**ТЕКСТ СТРАНИЦЫ:**
Частенько слышу я такое мнение, что люди, жившие несколько веков назад, были не такими корыстными и предприимчивыми, как сейчас, что былая скромность и нестяжательство ушло навсегда. Прогрессивному XXI веку не хватает красоты и романтики, человек стал невыносимо практичен, и даже искусству не удалось избежать этих изменений. Искусство продаж и маркетинговые технологии – это термины современности, но так ли они уж новы по своей сути? Совершите со мной путешествие в прошлое, и вы увидите, что все новое – это хорошо забытое и трансформированное старое. А поможет нам в этом путешествии – живопись.

XVII век, Голландия, страна прогрессивная, экономически сильная и трудолюбивая. Продуктивность здешних художников удивляет: натюрморты, жанровая живопись, пейзажи – всё в огромном количестве. Картины, как правило, создавались небольшого формата, рассчитанные на спрос покупателей – бюргеров, представителей многочисленного среднего класса (потому их и называют «малые голландцы»). Натюрморты Абрахама ван Беверена или «Завтраки» Питера Класа и Йозефа де Брая часто изображают рыбные деликатесы, маринованную сельдь, разрезанную на аппетитные кусочки, или богатый улов самой разнообразной рыбы. Селедка занимает особое место в экономике Голландии XVII века. Благодаря изобретению засола сельди Амстердам выходит на ведущее место в торговом обмене Европы. Прославить свою страну через искусство живописи, создав высокохудожественную рекламу маринованной сельди, – поистине остроумное маркетинговое решение. На этом натюрморте де Брая изображена поэма «Похвала селёдке», написанная Якобом Вестербаном в 1633 году .

**ЧТО СДЕЛАТЬ:**
(1) Пожалуйста, перепишите целиком текст о голландской живописи XVII века, ничего в нем не меняя.
(2) Выпишите из записей все строки, где встречается слово «trunk», с учетом регистра букв.

(Фрагмент набора данных)

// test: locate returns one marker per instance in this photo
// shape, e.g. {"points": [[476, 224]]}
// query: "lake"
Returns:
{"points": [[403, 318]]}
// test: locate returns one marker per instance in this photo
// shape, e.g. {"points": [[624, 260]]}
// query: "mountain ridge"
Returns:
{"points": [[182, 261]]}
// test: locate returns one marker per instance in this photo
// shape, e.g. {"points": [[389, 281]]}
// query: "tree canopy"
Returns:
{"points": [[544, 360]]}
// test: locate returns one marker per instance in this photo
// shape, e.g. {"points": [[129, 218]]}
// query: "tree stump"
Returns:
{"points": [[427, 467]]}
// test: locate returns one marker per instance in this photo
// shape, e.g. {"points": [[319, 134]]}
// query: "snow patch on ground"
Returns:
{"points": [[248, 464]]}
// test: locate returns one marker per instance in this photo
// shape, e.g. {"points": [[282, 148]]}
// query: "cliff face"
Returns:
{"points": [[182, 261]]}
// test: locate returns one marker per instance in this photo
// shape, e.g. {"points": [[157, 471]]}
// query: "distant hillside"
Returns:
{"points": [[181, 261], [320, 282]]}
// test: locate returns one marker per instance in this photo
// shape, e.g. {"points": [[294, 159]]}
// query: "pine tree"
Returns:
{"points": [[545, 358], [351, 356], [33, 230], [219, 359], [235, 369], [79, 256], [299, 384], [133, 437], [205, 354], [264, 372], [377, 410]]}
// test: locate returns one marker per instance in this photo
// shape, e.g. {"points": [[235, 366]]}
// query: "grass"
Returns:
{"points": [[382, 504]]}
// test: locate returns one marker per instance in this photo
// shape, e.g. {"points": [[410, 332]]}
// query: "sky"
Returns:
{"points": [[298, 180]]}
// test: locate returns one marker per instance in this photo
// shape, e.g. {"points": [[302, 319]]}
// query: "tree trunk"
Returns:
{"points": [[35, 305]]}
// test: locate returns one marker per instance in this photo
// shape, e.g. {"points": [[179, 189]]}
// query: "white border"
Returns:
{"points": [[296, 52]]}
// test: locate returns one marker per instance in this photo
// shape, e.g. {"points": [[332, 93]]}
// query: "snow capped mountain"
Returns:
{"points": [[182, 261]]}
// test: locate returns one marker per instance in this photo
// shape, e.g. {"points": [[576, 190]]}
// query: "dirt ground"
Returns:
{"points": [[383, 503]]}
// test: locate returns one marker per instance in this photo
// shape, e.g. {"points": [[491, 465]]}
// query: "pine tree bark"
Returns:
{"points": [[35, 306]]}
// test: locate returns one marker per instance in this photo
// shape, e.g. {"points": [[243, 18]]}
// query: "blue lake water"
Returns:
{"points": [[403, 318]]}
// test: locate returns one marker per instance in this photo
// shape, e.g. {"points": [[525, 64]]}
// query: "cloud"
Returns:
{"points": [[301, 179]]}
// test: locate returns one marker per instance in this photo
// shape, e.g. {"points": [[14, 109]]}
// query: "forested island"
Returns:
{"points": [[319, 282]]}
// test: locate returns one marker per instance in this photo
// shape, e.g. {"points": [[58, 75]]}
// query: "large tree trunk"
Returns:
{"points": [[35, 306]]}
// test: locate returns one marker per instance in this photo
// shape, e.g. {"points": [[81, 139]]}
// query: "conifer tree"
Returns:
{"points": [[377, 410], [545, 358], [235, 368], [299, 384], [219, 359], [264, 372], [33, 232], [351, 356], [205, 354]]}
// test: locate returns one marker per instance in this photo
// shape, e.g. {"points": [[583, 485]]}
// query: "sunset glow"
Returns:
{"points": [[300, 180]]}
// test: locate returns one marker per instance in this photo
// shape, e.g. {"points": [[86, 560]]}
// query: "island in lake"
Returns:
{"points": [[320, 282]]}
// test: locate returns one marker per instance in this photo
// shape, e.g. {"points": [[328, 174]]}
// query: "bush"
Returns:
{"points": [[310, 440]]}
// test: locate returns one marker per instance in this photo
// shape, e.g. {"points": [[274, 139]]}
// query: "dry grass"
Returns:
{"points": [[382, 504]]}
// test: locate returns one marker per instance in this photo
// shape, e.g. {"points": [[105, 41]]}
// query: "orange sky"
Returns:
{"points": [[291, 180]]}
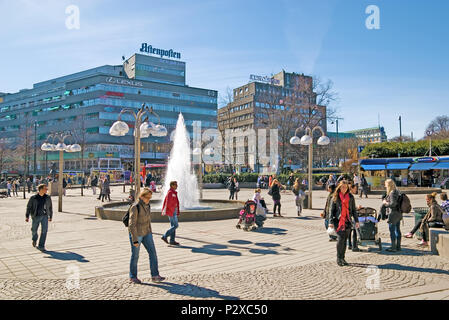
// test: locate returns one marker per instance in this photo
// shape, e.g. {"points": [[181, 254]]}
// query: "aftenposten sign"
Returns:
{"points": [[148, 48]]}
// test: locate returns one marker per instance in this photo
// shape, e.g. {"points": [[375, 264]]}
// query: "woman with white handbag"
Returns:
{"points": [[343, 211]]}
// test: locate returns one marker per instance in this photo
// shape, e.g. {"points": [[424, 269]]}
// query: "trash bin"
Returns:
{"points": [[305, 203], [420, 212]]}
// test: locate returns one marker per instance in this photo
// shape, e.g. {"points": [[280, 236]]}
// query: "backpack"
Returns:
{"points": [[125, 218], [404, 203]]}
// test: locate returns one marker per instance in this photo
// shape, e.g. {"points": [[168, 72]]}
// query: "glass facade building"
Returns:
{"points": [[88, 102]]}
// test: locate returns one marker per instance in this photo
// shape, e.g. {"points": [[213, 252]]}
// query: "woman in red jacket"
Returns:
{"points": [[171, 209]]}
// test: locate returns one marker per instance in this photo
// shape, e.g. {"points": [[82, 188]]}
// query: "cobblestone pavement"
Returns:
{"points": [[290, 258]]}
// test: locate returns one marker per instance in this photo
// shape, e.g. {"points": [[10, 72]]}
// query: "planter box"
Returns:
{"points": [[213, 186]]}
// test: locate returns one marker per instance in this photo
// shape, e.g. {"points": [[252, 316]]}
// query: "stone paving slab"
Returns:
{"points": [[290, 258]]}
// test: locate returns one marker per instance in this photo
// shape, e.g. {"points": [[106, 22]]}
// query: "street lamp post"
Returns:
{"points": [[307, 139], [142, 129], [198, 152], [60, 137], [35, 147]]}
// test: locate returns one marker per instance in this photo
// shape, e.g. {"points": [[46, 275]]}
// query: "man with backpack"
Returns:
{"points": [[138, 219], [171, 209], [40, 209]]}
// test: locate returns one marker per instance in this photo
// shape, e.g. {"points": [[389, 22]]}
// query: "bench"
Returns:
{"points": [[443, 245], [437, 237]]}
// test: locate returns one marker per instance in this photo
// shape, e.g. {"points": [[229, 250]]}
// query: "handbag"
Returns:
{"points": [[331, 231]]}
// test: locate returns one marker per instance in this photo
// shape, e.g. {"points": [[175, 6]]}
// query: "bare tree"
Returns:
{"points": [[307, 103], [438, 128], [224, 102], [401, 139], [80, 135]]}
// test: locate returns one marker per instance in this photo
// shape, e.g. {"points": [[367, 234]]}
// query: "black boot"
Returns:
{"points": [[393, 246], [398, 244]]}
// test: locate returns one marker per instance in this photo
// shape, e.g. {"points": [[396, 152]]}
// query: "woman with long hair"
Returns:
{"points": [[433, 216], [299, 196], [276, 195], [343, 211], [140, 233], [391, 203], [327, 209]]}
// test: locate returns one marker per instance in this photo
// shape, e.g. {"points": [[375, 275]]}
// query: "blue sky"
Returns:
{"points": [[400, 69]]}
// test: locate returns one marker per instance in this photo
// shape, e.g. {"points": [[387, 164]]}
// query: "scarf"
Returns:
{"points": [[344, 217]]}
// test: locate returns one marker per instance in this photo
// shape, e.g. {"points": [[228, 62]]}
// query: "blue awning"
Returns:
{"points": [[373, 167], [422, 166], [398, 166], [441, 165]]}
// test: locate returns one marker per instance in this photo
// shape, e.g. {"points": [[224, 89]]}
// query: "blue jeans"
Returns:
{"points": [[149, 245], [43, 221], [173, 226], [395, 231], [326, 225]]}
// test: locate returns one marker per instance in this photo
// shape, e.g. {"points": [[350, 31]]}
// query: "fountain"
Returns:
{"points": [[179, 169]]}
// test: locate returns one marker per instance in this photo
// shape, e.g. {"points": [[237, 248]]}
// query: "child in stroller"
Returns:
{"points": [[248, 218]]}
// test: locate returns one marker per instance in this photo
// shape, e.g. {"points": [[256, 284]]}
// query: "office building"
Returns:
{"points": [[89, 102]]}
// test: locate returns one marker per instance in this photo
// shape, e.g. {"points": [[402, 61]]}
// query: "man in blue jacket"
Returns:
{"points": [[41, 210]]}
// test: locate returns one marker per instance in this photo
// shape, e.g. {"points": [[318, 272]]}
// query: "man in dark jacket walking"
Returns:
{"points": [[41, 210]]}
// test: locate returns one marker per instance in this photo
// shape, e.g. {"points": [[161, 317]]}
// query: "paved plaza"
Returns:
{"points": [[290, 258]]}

==

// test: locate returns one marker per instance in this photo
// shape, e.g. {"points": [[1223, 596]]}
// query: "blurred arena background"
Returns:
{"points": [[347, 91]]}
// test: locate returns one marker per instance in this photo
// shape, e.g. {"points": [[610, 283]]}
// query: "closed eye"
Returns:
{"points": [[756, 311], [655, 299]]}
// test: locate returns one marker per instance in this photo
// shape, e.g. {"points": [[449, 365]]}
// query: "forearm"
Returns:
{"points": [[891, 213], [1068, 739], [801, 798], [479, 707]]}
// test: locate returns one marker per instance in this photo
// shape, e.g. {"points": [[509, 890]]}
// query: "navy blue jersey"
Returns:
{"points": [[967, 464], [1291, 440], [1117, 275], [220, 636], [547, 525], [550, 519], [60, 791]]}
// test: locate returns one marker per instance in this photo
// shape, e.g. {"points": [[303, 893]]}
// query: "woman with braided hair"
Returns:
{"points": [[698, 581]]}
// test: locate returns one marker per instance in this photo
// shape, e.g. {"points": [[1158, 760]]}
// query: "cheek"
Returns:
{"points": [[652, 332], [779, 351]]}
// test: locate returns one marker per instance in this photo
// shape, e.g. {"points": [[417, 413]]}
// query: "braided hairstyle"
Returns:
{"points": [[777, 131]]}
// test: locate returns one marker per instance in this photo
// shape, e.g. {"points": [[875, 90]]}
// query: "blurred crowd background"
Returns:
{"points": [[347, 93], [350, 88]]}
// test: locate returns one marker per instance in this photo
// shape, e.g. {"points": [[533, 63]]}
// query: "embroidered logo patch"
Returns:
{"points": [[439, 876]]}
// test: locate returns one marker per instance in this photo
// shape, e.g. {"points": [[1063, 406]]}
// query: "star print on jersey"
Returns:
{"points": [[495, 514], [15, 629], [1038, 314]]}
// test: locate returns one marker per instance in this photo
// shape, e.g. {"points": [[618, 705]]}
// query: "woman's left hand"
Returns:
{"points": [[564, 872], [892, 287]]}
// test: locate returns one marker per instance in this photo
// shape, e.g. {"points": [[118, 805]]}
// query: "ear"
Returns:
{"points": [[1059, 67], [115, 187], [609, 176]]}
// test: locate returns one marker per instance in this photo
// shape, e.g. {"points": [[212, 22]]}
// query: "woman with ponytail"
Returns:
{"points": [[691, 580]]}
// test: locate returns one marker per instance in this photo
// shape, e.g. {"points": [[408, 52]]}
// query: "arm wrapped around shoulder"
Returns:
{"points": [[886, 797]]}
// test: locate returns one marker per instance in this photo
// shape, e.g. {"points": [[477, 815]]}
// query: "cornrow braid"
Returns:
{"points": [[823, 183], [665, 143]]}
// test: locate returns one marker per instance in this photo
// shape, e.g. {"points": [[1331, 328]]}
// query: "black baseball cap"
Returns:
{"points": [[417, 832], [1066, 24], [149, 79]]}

**ОТВЕТЫ К ЗАДАНИЯМ:**
(1)
Частенько слышу я такое мнение, что люди, жившие несколько веков назад, были не такими корыстными и предприимчивыми, как сейчас, что былая скромность и нестяжательство ушло навсегда. Прогрессивному XXI веку не хватает красоты и романтики, человек стал невыносимо практичен, и даже искусству не удалось избежать этих изменений. Искусство продаж и маркетинговые технологии – это термины современности, но так ли они уж новы по своей сути? Совершите со мной путешествие в прошлое, и вы увидите, что все новое – это хорошо забытое и трансформированное старое. А поможет нам в этом путешествии – живопись.

XVII век, Голландия, страна прогрессивная, экономически сильная и трудолюбивая. Продуктивность здешних художников удивляет: натюрморты, жанровая живопись, пейзажи – всё в огромном количестве. Картины, как правило, создавались небольшого формата, рассчитанные на спрос покупателей – бюргеров, представителей многочисленного среднего класса (потому их и называют «малые голландцы»). Натюрморты Абрахама ван Беверена или «Завтраки» Питера Класа и Йозефа де Брая часто изображают рыбные деликатесы, маринованную сельдь, разрезанную на аппетитные кусочки, или богатый улов самой разнообразной рыбы. Селедка занимает особое место в экономике Голландии XVII века. Благодаря изобретению засола сельди Амстердам выходит на ведущее место в торговом обмене Европы. Прославить свою страну через искусство живописи, создав высокохудожественную рекламу маринованной сельди, – поистине остроумное маркетинговое решение. На этом натюрморте де Брая изображена поэма «Похвала селёдке», написанная Якобом Вестербаном в 1633 году .

(2)
// query: "tree trunk"
// query: "large tree trunk"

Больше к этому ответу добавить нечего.